Kayıtlı bilgiler >>
◇ ◇ ◇ ◇

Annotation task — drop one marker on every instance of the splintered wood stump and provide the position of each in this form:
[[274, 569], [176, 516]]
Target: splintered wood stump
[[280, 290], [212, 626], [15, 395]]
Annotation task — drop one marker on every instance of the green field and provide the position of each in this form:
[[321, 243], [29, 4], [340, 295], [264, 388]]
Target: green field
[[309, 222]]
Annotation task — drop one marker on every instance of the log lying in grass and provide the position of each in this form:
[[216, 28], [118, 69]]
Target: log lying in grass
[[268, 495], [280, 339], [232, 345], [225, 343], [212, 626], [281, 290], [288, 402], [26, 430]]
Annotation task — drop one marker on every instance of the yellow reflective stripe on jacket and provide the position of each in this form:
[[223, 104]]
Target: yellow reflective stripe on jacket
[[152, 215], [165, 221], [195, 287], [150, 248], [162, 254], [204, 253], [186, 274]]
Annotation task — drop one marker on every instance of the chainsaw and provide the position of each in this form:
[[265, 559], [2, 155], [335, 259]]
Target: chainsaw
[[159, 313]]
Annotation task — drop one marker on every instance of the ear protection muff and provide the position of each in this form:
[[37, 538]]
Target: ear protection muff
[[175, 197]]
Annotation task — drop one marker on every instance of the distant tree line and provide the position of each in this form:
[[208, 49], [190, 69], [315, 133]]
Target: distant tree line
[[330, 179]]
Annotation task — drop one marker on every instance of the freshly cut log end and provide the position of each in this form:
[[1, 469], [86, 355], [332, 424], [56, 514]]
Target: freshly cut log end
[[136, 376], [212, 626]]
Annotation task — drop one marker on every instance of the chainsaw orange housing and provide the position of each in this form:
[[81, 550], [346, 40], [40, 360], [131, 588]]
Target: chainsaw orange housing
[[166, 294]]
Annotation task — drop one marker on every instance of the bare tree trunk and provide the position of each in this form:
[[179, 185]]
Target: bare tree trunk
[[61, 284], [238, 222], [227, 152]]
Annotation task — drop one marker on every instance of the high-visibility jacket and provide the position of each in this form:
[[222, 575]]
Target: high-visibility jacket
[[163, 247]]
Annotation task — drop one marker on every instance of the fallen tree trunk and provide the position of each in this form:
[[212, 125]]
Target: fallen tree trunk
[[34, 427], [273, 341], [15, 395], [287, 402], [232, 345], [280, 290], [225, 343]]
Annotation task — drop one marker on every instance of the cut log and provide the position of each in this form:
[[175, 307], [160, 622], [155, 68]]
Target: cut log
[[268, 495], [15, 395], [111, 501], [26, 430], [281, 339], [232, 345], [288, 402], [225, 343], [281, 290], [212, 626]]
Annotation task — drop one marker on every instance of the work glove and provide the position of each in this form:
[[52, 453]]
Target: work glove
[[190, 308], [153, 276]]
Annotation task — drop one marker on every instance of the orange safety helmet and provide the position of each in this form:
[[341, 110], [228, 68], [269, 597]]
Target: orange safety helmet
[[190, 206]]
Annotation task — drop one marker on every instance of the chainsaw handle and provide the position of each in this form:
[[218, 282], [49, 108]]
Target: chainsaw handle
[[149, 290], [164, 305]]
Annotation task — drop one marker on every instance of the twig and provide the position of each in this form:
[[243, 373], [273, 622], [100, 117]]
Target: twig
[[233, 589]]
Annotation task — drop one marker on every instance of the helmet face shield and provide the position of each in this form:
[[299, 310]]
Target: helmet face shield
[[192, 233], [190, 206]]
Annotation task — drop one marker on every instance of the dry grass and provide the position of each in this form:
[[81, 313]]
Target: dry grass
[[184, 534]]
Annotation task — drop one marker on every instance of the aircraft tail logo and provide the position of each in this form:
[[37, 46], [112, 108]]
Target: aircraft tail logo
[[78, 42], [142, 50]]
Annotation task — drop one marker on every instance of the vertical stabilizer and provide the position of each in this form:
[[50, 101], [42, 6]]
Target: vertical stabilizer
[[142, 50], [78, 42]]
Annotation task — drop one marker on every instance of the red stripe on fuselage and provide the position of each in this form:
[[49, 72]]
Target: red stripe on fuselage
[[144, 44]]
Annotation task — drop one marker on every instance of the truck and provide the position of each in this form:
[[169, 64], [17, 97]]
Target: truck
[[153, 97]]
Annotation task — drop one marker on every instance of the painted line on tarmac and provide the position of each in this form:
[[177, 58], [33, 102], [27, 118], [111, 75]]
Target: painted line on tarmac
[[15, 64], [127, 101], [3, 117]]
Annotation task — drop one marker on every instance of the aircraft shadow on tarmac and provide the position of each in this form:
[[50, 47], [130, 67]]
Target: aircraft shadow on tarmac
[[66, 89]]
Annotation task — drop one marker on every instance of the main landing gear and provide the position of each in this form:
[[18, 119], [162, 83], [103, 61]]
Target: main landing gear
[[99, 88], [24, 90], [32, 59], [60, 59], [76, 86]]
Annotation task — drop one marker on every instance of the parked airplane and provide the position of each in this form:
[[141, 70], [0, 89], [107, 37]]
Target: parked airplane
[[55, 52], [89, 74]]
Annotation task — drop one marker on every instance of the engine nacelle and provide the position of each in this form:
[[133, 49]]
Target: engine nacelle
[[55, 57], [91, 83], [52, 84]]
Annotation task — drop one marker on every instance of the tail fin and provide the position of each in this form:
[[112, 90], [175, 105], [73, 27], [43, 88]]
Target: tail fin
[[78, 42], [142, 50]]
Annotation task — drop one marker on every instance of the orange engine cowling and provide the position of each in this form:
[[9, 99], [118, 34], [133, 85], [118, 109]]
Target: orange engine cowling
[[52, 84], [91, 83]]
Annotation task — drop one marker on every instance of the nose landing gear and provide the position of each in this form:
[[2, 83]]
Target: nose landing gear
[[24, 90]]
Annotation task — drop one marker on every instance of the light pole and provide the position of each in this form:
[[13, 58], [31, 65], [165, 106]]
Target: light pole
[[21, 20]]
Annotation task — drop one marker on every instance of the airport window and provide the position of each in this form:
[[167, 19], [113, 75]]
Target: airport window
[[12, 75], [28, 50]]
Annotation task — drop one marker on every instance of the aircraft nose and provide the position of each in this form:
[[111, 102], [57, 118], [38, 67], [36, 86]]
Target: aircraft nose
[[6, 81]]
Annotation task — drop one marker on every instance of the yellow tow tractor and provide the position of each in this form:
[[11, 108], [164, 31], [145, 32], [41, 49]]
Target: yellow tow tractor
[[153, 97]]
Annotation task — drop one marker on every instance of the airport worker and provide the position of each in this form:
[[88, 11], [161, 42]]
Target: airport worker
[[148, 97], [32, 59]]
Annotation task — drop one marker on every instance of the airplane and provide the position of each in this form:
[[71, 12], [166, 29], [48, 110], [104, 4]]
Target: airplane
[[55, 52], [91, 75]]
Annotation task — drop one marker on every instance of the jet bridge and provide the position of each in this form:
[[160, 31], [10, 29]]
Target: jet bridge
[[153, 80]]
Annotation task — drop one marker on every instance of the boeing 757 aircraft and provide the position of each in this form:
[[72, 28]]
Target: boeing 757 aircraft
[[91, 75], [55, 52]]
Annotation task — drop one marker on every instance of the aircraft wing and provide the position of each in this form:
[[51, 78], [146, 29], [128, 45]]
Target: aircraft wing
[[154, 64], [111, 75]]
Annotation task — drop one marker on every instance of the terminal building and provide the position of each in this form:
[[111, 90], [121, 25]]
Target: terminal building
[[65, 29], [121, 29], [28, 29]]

◇ ◇ ◇ ◇

Yazılı yönerge >> Yukarıdaki materyalin tamamını, hiçbir satırı atlamadan ve değiştirmeden olduğu gibi yeniden yazınız.

Alıştırma yanıtı >>
Annotation task — drop one marker on every instance of the splintered wood stump and provide the position of each in this form:
[[274, 569], [176, 516]]
Target: splintered wood stump
[[280, 290], [212, 626], [15, 395]]
Annotation task — drop one marker on every instance of the green field and provide the position of each in this form:
[[321, 243], [29, 4], [340, 295], [264, 388]]
Target: green field
[[309, 222]]
Annotation task — drop one marker on every instance of the log lying in grass and provide the position of each in this form:
[[216, 28], [118, 69]]
Target: log lying in grass
[[268, 495], [280, 339], [232, 345], [225, 343], [212, 626], [281, 290], [288, 402], [26, 430]]
Annotation task — drop one marker on every instance of the yellow reflective stripe on jacket and provide the position of each in this form:
[[223, 104]]
Target: yellow reflective stripe on jacket
[[152, 215], [165, 221], [195, 287], [150, 248], [162, 254], [204, 253], [186, 274]]
Annotation task — drop one marker on every instance of the chainsaw and provide the position of each in this form:
[[265, 559], [2, 155], [335, 259]]
Target: chainsaw
[[159, 313]]
Annotation task — drop one marker on every instance of the ear protection muff and provide the position of each in this form:
[[37, 538]]
Target: ear protection muff
[[175, 197]]
Annotation task — drop one marker on every instance of the distant tree line and provide the position of each in this form:
[[208, 49], [190, 69], [315, 133]]
Target: distant tree line
[[330, 179]]
Annotation task — drop one marker on every instance of the freshly cut log end and provide the position of each in this form:
[[1, 469], [86, 355], [332, 424], [56, 514]]
Target: freshly cut log end
[[136, 376], [212, 626]]
Annotation task — drop one marker on every instance of the chainsaw orange housing and provide the position of each in this form:
[[81, 550], [346, 40], [40, 360], [131, 588]]
Target: chainsaw orange housing
[[166, 294]]
Annotation task — drop one marker on every instance of the bare tree trunk and provide the position of each in this form:
[[179, 185]]
Target: bare tree trunk
[[61, 284], [238, 222], [227, 152]]
Annotation task — drop one marker on every instance of the high-visibility jacket and provide the position of each in this form:
[[222, 575]]
Target: high-visibility jacket
[[163, 247]]
Annotation task — drop one marker on every instance of the fallen tree trunk and provide the position of each in this form:
[[212, 125]]
Target: fallen tree trunk
[[34, 427], [273, 341], [15, 395], [287, 402], [232, 345], [280, 290], [225, 343]]
Annotation task — drop one marker on every instance of the cut log and provide the position of each in this form:
[[175, 307], [160, 622], [155, 68]]
Target: cut log
[[268, 495], [15, 395], [111, 501], [26, 430], [281, 339], [232, 345], [288, 402], [225, 343], [281, 290], [212, 626]]
Annotation task — drop one marker on every instance of the work glove and provide the position of each in this form:
[[52, 453]]
Target: work glove
[[190, 308], [153, 276]]
Annotation task — drop one marker on every instance of the orange safety helmet and provide the position of each in this form:
[[341, 110], [228, 68], [269, 597]]
Target: orange safety helmet
[[190, 206]]
Annotation task — drop one marker on every instance of the chainsaw handle and provide the position of each in this form:
[[218, 282], [49, 108]]
Target: chainsaw handle
[[149, 290], [164, 305]]
Annotation task — drop one marker on every instance of the twig and provide the position of each in this form:
[[243, 373], [273, 622], [100, 117]]
Target: twig
[[233, 589]]
Annotation task — drop one marker on every instance of the helmet face shield and provide the position of each in this form:
[[299, 310]]
Target: helmet face shield
[[192, 233], [190, 206]]
Annotation task — drop one marker on every instance of the dry grass and provide the position of each in this form:
[[81, 313]]
Target: dry grass
[[184, 534]]
Annotation task — drop one marker on every instance of the aircraft tail logo and provide the position of each in this form:
[[37, 46], [112, 108]]
Target: aircraft tail logo
[[78, 42], [142, 50]]
Annotation task — drop one marker on every instance of the vertical stabilizer and provide the position of each in this form:
[[50, 101], [42, 6]]
Target: vertical stabilizer
[[142, 50], [78, 42]]
Annotation task — drop one marker on every instance of the red stripe on fuselage and provide the position of each in this form:
[[49, 72]]
Target: red stripe on fuselage
[[144, 44]]
Annotation task — drop one marker on every instance of the truck and provide the position of each in this form:
[[169, 64], [17, 97]]
Target: truck
[[153, 97]]
Annotation task — drop one marker on every instance of the painted line on tarmac and provide the position of each in this form:
[[177, 58], [33, 102], [27, 118], [111, 75]]
Target: painted line on tarmac
[[15, 64], [127, 101], [3, 117]]
Annotation task — drop one marker on every instance of the aircraft shadow on tarmac and provide the position of each in this form:
[[50, 47], [130, 67]]
Target: aircraft shadow on tarmac
[[66, 89]]
Annotation task — drop one marker on every instance of the main landing gear and provide the position of each in this form:
[[18, 119], [162, 83], [103, 61]]
Target: main landing gear
[[99, 88], [24, 90], [32, 59], [60, 59], [76, 86]]
Annotation task — drop one marker on every instance of the parked airplane and provide the position of each in this form:
[[141, 70], [0, 89], [107, 37]]
Target: parked airplane
[[55, 52], [89, 74]]
Annotation task — drop one marker on every instance of the engine nacelle and provide the position of each in this form:
[[133, 49]]
Target: engine nacelle
[[55, 57], [91, 83], [52, 84]]
Annotation task — drop one marker on every instance of the tail fin and provide the position of each in this form:
[[112, 90], [175, 105], [73, 27], [43, 88]]
Target: tail fin
[[78, 42], [142, 50]]
Annotation task — drop one marker on every instance of the orange engine cowling and provide the position of each in this form:
[[9, 99], [118, 34], [133, 85], [118, 109]]
Target: orange engine cowling
[[52, 84], [91, 83]]
Annotation task — drop one marker on every instance of the nose landing gear and provide the position of each in this form:
[[2, 83]]
Target: nose landing gear
[[24, 90]]
Annotation task — drop one marker on every instance of the light pole and provide the position of each in this form:
[[13, 58], [31, 65], [165, 106]]
Target: light pole
[[21, 20]]
Annotation task — drop one marker on every instance of the airport window and provide the position of each in this form:
[[167, 19], [113, 75]]
Target: airport window
[[12, 75], [28, 50]]
Annotation task — drop one marker on every instance of the aircraft nose and provide the position of each in this form:
[[111, 102], [57, 118], [38, 67], [36, 86]]
Target: aircraft nose
[[6, 81]]
Annotation task — drop one marker on every instance of the yellow tow tractor and provide the position of each in this form:
[[11, 108], [164, 31], [145, 32], [41, 49]]
Target: yellow tow tractor
[[153, 97]]
Annotation task — drop one marker on every instance of the airport worker and provide the position of each in this form:
[[88, 11], [161, 42]]
Target: airport worker
[[148, 97], [32, 59]]
Annotation task — drop one marker on every instance of the airplane and provide the position of each in this form:
[[71, 12], [166, 29], [48, 110], [104, 4]]
Target: airplane
[[55, 52], [91, 75]]
Annotation task — drop one marker on every instance of the jet bridge and provide the position of each in this form:
[[160, 31], [10, 29]]
Target: jet bridge
[[153, 80]]
Annotation task — drop one marker on every instance of the boeing 757 aircraft and provide the position of each in this form:
[[72, 28]]
Target: boeing 757 aircraft
[[91, 75], [55, 52]]
Annotation task — drop one marker on every instance of the aircraft wing and provide the position of each in this form:
[[51, 78], [146, 29], [128, 45]]
Target: aircraft wing
[[154, 64], [111, 75]]
Annotation task — drop one marker on every instance of the terminal building and provide the position of each in this form:
[[111, 90], [121, 25]]
Target: terminal building
[[65, 29], [121, 29], [28, 29]]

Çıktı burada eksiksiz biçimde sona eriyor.